TEXT FOR ANALYSIS:
»»

Tips for Your First Year as a Nurse
You're in the door, you've received a few job offers, you're feeling a little bit more stability and now you're really ready to conquer the world. How do you proceed? The following are some sage career tips and advice for first year RNs.

  • 1. Even though you're going to be anxious to find a job, make sure the position you choose is a good fit for you. If you can't find a position that meets your expectation in the area where you're currently residing, consider moving to a different area. A lot of people do it. Remember, you're going be working at your job day after day pulling long and demanding shifts. If you're unhappy with your job, life may get a little bit miserable. Your first job also begins to set the direction of your future career, so if you can afford to pass up a few offers that aren't really appealing to you, it's okay to hold out until you find a good fit.

  • 2. Once you've accepted a position and are on the job make sure to familiarize yourself with where the resources are on the unit, but make sure to ask questions if you need some assistance–or are unsure of a procedure. Don't let your pride or fear of asking questions put you or your patient in a compromising situation. When it comes to your patients, safety always comes first. The only dumb question, is the one you don't ask.

  • 3. Refer to your nursing books and other references sources to refamiliarize yourself with specific areas of practice, procedures and conditions you may be working with. No one expects you to have perfect memory, especially when the last time you studied the subject was 2 or 3 years ago.

««

(Natural-language descriptions of regions)
»»

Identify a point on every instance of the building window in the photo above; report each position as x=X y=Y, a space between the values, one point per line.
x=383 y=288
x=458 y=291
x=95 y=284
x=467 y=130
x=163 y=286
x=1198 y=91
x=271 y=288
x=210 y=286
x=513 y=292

««

WORK TO COMPLETE:
1/ In the tips for first-year nurses, what always comes first when it comes to patients?
2/ Extend the tips for first-year nurses, starting after their last sentence.

RESULTS OF THE EXERCISE:
1/ Safety always comes first.

2/
  • 4. Most direct patient care is now provided via a team effort. Physicians, nurses, technicians and physician assistants work together to provide reliable and comprehensive health services in an effort to maximize patient outcomes. As such, it's important that you become a team player early on. Take the time to get to know all the other healthcare professionals you'll be working with early on. Establishing rapport with make your job easier, more productive and more enjoyable.

  • 5. Your nursing license is your permission slip to work as nurse. Make sure not to do anything that would jeopardize it. Never falsify or alter patient records, neglect a patient, violate probation or conduct yourself in any manner that may be viewed as unprofessional.

  • 6. Don't be scared to push yourself. From time to time you'll be presented with situations that require skills and abilities you have not yet developed. Take the opportunity to step outside your comfort zone and tackle harder tasks that will help you build new knowledge, skill and confidence. When tackling a new and demanding situation for the first time, make sure there is a more experienced nurse or physician available to answer any questions you may have or help assist if things become overwhelming.

  • 7. Sometimes it's beneficial to get to know the people you work with outside of work. Take the opportunity to attend functions held outside of work.

If you prepare well, find the right job in the right location, aren't afraid to ask questions, are willing to step outside your comfort zone to tackle challenging tasks, and will focus on being team player, your first year of being a nurse can be one of the most fulfilling and exciting times of your career.